Aim of the exercise >> Would you set down every line of the data below exactly as it reads?

BEGIN Exercise data

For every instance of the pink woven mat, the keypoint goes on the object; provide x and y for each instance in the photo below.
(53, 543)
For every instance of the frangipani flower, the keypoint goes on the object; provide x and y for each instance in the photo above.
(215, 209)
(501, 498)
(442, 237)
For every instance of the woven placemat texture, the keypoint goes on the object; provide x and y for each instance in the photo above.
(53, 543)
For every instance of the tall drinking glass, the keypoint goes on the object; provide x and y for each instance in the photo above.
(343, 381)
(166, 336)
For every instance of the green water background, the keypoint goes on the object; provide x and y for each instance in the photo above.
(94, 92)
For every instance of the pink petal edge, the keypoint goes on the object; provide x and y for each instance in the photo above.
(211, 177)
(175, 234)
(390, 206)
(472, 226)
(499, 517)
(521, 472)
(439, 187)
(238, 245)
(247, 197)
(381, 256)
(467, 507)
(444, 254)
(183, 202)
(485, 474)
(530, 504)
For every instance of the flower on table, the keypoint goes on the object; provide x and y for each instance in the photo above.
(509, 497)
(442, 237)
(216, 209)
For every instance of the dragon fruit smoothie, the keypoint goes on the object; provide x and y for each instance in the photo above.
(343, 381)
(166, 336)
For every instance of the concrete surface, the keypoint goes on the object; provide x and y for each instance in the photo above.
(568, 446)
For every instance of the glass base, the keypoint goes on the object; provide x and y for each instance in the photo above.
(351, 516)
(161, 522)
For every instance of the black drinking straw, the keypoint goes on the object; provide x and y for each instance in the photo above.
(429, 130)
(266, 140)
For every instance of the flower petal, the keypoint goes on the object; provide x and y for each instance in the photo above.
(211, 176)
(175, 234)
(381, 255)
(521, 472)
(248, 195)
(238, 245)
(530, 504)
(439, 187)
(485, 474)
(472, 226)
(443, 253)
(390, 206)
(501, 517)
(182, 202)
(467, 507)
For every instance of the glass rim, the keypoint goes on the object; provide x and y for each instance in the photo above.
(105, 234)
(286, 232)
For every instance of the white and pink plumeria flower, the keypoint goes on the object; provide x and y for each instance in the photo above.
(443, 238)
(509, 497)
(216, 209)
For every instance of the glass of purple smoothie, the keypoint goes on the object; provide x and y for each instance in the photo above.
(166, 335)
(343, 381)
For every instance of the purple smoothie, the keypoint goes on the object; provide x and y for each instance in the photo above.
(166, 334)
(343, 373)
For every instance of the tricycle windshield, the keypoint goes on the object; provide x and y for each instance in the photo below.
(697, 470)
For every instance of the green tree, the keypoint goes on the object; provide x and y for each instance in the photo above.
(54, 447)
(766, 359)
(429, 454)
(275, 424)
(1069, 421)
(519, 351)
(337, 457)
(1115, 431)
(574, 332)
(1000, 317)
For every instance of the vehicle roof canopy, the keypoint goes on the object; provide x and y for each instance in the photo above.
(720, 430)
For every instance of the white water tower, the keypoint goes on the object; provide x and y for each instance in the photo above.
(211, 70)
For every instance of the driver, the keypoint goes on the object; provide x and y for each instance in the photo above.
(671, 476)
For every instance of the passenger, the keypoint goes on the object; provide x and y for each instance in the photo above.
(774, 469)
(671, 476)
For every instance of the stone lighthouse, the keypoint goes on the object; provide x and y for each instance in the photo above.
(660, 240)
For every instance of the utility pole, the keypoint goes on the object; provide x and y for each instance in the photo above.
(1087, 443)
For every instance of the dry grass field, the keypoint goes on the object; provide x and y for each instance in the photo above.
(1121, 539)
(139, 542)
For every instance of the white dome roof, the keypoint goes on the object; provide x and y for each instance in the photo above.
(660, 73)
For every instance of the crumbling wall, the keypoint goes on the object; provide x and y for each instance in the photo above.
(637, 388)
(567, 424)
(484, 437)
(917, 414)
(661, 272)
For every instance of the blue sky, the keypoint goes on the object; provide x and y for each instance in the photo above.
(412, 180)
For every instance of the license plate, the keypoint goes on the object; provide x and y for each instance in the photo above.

END Exercise data

Response to this exercise >>
For every instance of the pink woven mat, the keypoint goes on the object; provide x and y for each instance in the photo below.
(53, 543)
For every instance of the frangipani flower, the keypoint goes on the object; provide x and y for each instance in the photo above.
(215, 209)
(501, 498)
(442, 237)
For every instance of the woven placemat texture, the keypoint goes on the object; provide x and y for each instance in the photo above.
(53, 543)
For every instance of the tall drinking glass, the keypoint goes on the object; provide x and y for each instance in the photo above.
(343, 381)
(166, 336)
For every instance of the green water background, the keypoint goes on the object; provide x and y for each instance in the photo above.
(94, 92)
For every instance of the pink petal edge, the keypoint goes on the object; provide x and y for each instance in the photo above.
(211, 177)
(175, 234)
(390, 206)
(472, 226)
(499, 517)
(521, 472)
(439, 187)
(238, 245)
(247, 197)
(381, 256)
(467, 507)
(444, 254)
(183, 202)
(485, 474)
(530, 504)
For every instance of the flower on table, the keypoint goes on the object; provide x and y for each instance in the photo above.
(509, 497)
(442, 237)
(216, 209)
For every instance of the dragon fruit smoothie, the keypoint goes on the object; provide x and y for each instance in the photo above.
(343, 381)
(166, 336)
For every instance of the concrete surface, the keypoint goes on the object; provide x and y for each instance in the photo above.
(568, 446)
For every instance of the glass base, the keypoint goes on the object; provide x and y for each instance in the photo above.
(351, 516)
(161, 522)
For every instance of the black drinking straw, the keypoint goes on the object; provide x and y for each instance in the photo above.
(429, 130)
(266, 140)
For every instance of the flower petal, the keypoint goes on the object; provide x and y for each instance in the photo above.
(211, 176)
(175, 234)
(381, 255)
(521, 472)
(248, 195)
(238, 245)
(530, 504)
(439, 187)
(485, 474)
(472, 226)
(443, 253)
(390, 206)
(501, 517)
(182, 202)
(467, 507)
For every instance of the glass rim, the keypoint goes on the object; provide x and y for each instance in the photo above.
(105, 234)
(286, 232)
For every instance of the white and pink plumeria flower, the keypoint goes on the object; provide x and y for each instance in the photo above.
(443, 238)
(509, 497)
(216, 209)
For every instance of the glass of purple smoothie, the keypoint goes on the object; provide x and y for each instance in the photo above.
(166, 335)
(343, 381)
For every instance of the purple smoothie, the keypoint goes on the object; provide x and y for each instance in the photo above.
(166, 334)
(343, 373)
For every instance of the tricycle windshield, the keypoint goes on the object; provide x and y for each instance in the photo below.
(697, 470)
For every instance of the green tree, the keypoint goes on the object; provide x and y for each instance in the photo above.
(54, 447)
(766, 359)
(429, 454)
(275, 424)
(1069, 421)
(519, 351)
(337, 457)
(1115, 431)
(574, 332)
(1000, 317)
For every instance of the vehicle roof canopy, the keypoint goes on the object; provide x and y for each instance in the photo above.
(720, 430)
For every instance of the white water tower, the keypoint goes on the object; provide x and y for each instance in the photo above.
(211, 70)
For every instance of the driver, the keypoint goes on the object; provide x and y for each instance in the photo above.
(671, 476)
For every instance of the passenger, the keypoint goes on the object; provide x and y for each instance in the photo above.
(774, 469)
(671, 476)
For every instance of the stone lighthouse, the keypoint goes on the object; provide x and y for each instance in the photo above.
(660, 240)
For every instance of the utility pole, the keypoint goes on the object; provide x and y for each instance in the photo above.
(1087, 443)
For every instance of the dry grass field, the keypoint goes on the object; provide x and y for each instance in the photo above.
(1121, 539)
(139, 542)
For every instance of the white dome roof, the keypoint goes on the object; provide x and y for each instance in the photo above.
(660, 73)
For every instance of the crumbling wall, the keypoint goes on the object; provide x and y for each instance in the photo above.
(637, 388)
(567, 424)
(484, 437)
(917, 414)
(661, 272)
For every instance of the blue sky, the keypoint goes on the object; provide x and y for each instance in the photo above.
(412, 180)
For every instance of the license plate, the keypoint goes on the object; provide x and y for each instance in the photo above.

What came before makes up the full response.